• [Quoted text]:
□ □ □ □ □ □ □
EX-99.1 2 a08-15004_1ex99d1.htm EX-99.1

Exhibit 99.1

 

The CMR Mortgage Fund II Newsletter

 

May 2008

 

California Mortgage and Realty, Inc.

 

62 First Street, Fourth Floor

Commercial Real Estate Financing Since 1958

 

San Francisco, California 94105

Manager of the CMR Mortgage Funds

 

Telephone (415) 974-1100 Fax 974-1143

 

Dear Investors:

 

We appreciate your continued support and understanding as we continue to navigate through these difficult times. We are working to resolve delinquent loans, work through foreclosures and bankruptcies, and sell those properties that we end up taking back. Since our borrowers’ ability to make their payments, refinance or sell their properties in order to pay us is dependent upon the availability of real estate financing, we continue to look to the credit markets to normalize. We are beginning to see some loosening of credit and a slight increase in liquidity. In the real estate and capital markets, we are seeing more offers being made, properties getting into contract, loans being purchased, and other signs that the worst may be over. If this is the case, then the conditions that led to the collapse of the credit markets in 2007 may be starting to resolve themselves.

 

We apologize for the lateness of investor statements, and this newsletter, as well as year-end financial statements. This is driven by the difficult process of revaluing properties in a market with very low transaction levels (described below). We are working diligently to complete this critical exercise, and we see the light at the end of the tunnel.
□ □ □ □ □ □ □
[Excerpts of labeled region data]
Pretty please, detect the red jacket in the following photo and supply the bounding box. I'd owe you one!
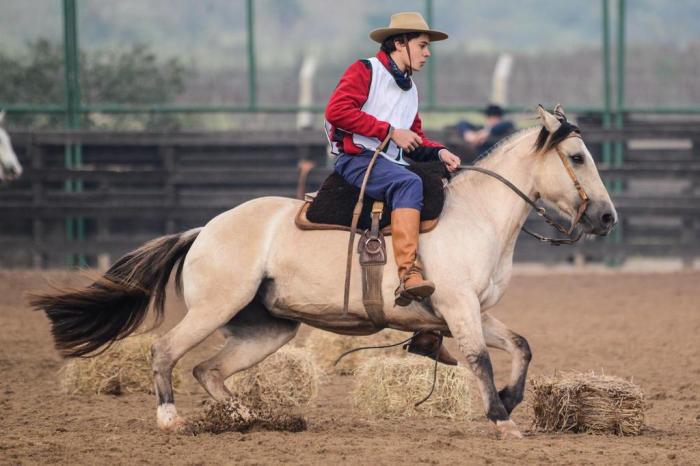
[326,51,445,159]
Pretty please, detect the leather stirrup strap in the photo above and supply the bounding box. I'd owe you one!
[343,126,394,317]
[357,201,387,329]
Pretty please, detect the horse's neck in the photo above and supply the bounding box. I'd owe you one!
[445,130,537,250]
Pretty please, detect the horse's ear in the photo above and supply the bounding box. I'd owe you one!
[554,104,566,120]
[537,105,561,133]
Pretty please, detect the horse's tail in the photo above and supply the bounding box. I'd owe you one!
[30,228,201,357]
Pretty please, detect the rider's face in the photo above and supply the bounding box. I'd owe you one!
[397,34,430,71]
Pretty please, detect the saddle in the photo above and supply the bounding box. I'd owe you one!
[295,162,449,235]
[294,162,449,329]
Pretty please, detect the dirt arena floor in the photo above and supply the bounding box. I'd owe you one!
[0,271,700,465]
□ □ □ □ □ □ □
• [Set tasks]:
[1] According to the fund newsletter, why are the investor statements, the newsletter, and the year-end financial statements late? Answer in one to three sentences.
[2] In the fund newsletter, substitute "challenging times" for "difficult times" and write out the passage from "We appreciate your" to "to resolve themselves.".
[3] Resume the fund newsletter from where it stops.
The records are separate material and have nothing to do with the fund newsletter.

• [Task-by-task outputs]:
[1] They are late because of the difficult process of revaluing properties in a market with very low transaction levels. The manager is working hard to finish this critical exercise.

[2]
We appreciate your continued support and understanding as we continue to navigate through these challenging times. We are working to resolve delinquent loans, work through foreclosures and bankruptcies, and sell those properties that we end up taking back. Since our borrowers’ ability to make their payments, refinance or sell their properties in order to pay us is dependent upon the availability of real estate financing, we continue to look to the credit markets to normalize. We are beginning to see some loosening of credit and a slight increase in liquidity. In the real estate and capital markets, we are seeing more offers being made, properties getting into contract, loans being purchased, and other signs that the worst may be over. If this is the case, then the conditions that led to the collapse of the credit markets in 2007 may be starting to resolve themselves.

[3]
 

The challenge causing the delay is the critical need to finalize valuations on properties securing a few of our loans. This is particularly challenging for certain properties where there are typically no comparable sales values, or where judgments must be made on unique property conditions or entitlements. We are going to see write-downs in values of these few loans as of the end of 2007, which will in turn result in a reduction of Members’ Capital balances as of that date. We do not know as yet how much this will be, though we are approaching the end of this complex and time-consuming revaluation effort. We expect that write-downs will be substantial, but will be limited to specific reserves on a subset of the loans in the portfolio. As a result of this uncertainty, we are deferring distribution of investor statements for April 30, 2008 so that we can reflect the equity balance changes.

 

We still face numerous challenges, but we continue to work diligently through them and we will continue to tell you the results and as much as we can of what to expect.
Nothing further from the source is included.